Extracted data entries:
*** Begin section ***
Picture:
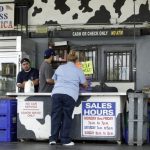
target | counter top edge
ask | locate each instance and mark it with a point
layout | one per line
(81, 94)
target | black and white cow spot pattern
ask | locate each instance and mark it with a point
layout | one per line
(88, 11)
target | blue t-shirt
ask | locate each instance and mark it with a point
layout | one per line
(26, 75)
(68, 77)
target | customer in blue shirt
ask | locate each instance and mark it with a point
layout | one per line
(64, 95)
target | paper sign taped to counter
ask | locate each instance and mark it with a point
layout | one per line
(86, 66)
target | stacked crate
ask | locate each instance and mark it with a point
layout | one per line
(8, 120)
(137, 123)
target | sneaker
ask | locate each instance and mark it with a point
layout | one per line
(69, 144)
(52, 142)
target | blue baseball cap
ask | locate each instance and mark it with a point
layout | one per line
(49, 52)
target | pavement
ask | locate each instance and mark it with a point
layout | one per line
(38, 145)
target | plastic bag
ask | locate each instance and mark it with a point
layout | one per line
(29, 87)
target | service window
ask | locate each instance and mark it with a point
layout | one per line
(118, 66)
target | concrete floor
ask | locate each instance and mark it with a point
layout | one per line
(78, 146)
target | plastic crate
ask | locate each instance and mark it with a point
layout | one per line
(8, 106)
(8, 120)
(7, 136)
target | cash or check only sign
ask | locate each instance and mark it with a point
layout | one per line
(87, 67)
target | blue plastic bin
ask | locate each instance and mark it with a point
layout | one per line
(8, 120)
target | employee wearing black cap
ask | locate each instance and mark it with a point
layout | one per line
(46, 72)
(26, 74)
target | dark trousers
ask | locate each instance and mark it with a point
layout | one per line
(61, 117)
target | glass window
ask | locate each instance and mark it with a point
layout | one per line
(118, 66)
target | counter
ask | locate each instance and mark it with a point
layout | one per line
(97, 116)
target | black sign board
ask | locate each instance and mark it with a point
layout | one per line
*** End section ***
**What the task requires**
Out of the entries above, write out only the lines between the line holding "target | blue t-shirt" and the line holding "target | dark trousers", inclusive, each exactly as given.

**Response below**
target | blue t-shirt
ask | locate each instance and mark it with a point
layout | one per line
(26, 75)
(68, 77)
target | customer in blue shirt
ask | locate each instance and mark it with a point
layout | one per line
(64, 95)
target | paper sign taped to counter
ask | locate each instance and mark it with a point
layout | one per line
(86, 66)
target | stacked crate
ask | locate each instance and mark it with a point
layout | one per line
(8, 120)
(137, 123)
target | sneaker
ask | locate each instance and mark it with a point
layout | one per line
(69, 144)
(52, 142)
target | blue baseball cap
ask | locate each instance and mark it with a point
layout | one per line
(49, 52)
target | pavement
ask | locate each instance and mark it with a point
layout | one per line
(38, 145)
target | plastic bag
ask | locate each instance and mark it with a point
layout | one per line
(29, 87)
target | service window
ask | locate each instance and mark it with a point
layout | one per line
(118, 66)
target | concrete floor
ask | locate each instance and mark it with a point
layout | one per line
(78, 146)
target | plastic crate
ask | locate each instance and mark it with a point
layout | one per line
(8, 106)
(8, 120)
(7, 136)
target | cash or check only sign
ask | locate each instance and mark it with a point
layout | one per line
(87, 67)
target | blue plastic bin
ask | locate each instance and mark it with a point
layout | one per line
(8, 120)
target | employee wearing black cap
ask | locate each instance and mark it with a point
layout | one per line
(46, 72)
(26, 74)
target | dark trousers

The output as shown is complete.